Exercise details: The word "Query": in how many lines of the records does it appear? Reply with the number alone.

Records:
((
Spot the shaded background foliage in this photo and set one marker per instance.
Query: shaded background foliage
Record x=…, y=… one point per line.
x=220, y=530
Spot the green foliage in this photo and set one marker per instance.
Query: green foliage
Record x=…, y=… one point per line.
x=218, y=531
))
((
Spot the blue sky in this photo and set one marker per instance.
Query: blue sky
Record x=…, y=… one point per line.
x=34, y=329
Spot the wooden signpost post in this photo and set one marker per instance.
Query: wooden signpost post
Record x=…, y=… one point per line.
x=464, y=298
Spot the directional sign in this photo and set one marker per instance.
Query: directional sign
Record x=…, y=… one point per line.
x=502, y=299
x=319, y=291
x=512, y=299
))
((
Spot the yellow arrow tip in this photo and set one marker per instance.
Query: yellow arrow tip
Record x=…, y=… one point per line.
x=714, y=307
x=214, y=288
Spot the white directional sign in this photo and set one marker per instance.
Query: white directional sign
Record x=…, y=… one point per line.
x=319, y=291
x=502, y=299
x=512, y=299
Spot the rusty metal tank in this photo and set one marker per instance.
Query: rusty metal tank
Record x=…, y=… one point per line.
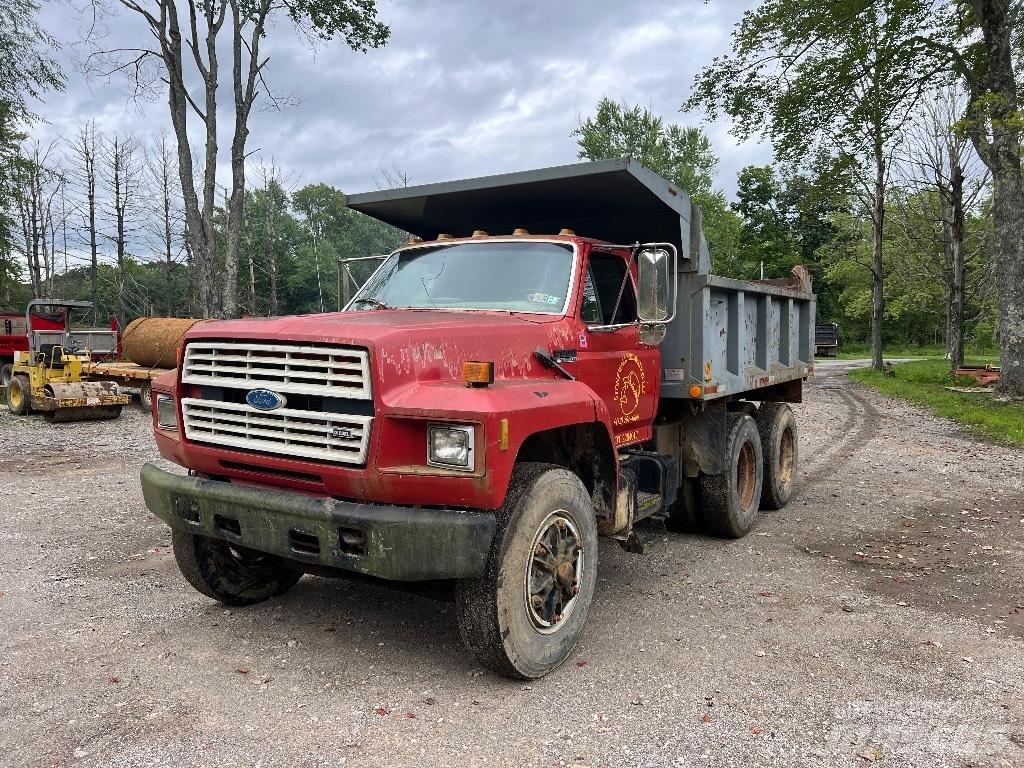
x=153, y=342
))
Solution for this task: 8